◆ EXCERPT:
Plant species identification is time consuming, costly, and requires lots of efforts, and expertise knowledge. In recent, many researchers use deep learning methods to classify plants directly using plant images. While deep learning models have achieved a great success, the lack of interpretability limit their widespread application. To overcome this, we explore the use of interpretable, measurable and computer-aided features extracted from plant leaf images. Image processing is one of the most challenging, and crucial steps in feature-extraction. The purpose of image processing is to improve the leaf image by removing undesired distortion. The main image processing steps of our algorithm involves: i) Convert original image to RGB (Red-Green-Blue) image, ii) Gray scaling, iii) Gaussian smoothing, iv) Binary thresholding, v) Remove stalk, vi) Closing holes, and vii) Resize image. The next step after image processing is to extract features from plant leaf images. We introduced 52 computationally efficient features to classify plant species. These features are mainly classified into four groups as: i) shape-based features, ii) color-based features, iii) texture-based features, and iv) scagnostic features. Length, width, area, texture correlation, monotonicity and scagnostics are to name few of them. We explore the ability of features to discriminate the classes of interest under supervised learning and unsupervised learning settings. For that, supervised dimensionality reduction technique, Linear Discriminant Analysis (LDA), and unsupervised dimensionality reduction technique, Principal Component Analysis (PCA) are used to convert and visualize the images from digital-image space to feature space. The results show that the features are sufficient to discriminate the classes of interest under both supervised and unsupervised learning settings.

◆ PROBLEM REQUIREMENTS:
According to the excerpt on identifying plants from leaf images, how many features were introduced to classify plant species?

◆ RECORDED DATA:
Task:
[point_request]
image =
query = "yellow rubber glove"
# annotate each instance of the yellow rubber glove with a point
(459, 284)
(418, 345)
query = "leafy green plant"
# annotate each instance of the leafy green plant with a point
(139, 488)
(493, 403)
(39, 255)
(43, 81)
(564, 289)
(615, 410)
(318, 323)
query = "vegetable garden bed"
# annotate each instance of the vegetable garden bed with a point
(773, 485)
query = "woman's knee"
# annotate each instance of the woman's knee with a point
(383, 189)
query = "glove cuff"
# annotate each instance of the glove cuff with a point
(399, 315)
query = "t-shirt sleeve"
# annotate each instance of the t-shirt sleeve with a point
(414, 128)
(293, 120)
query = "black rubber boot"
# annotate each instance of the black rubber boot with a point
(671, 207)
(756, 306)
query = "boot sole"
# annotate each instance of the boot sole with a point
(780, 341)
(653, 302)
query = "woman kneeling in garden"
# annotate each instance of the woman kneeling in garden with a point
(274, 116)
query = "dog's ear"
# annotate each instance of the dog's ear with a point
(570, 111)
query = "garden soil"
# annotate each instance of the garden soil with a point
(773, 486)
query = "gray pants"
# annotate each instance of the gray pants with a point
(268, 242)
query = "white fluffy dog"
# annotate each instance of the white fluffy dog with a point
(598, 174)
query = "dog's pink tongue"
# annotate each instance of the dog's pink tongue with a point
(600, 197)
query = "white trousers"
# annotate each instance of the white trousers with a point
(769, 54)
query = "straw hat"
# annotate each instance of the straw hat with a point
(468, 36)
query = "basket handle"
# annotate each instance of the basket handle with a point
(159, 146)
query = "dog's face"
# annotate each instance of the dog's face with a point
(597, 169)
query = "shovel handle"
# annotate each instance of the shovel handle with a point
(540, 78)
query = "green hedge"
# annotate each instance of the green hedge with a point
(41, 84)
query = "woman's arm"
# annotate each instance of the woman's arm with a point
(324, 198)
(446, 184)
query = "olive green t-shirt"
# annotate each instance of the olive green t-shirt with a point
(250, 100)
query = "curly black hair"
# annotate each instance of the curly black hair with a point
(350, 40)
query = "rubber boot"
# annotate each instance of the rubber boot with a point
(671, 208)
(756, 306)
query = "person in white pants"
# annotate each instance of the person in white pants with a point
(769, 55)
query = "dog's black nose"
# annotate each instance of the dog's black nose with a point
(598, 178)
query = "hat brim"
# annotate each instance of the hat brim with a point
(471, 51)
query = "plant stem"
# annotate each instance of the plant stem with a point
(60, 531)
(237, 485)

◆ SOLUTION TO THE PROBLEM:
52 computationally efficient features.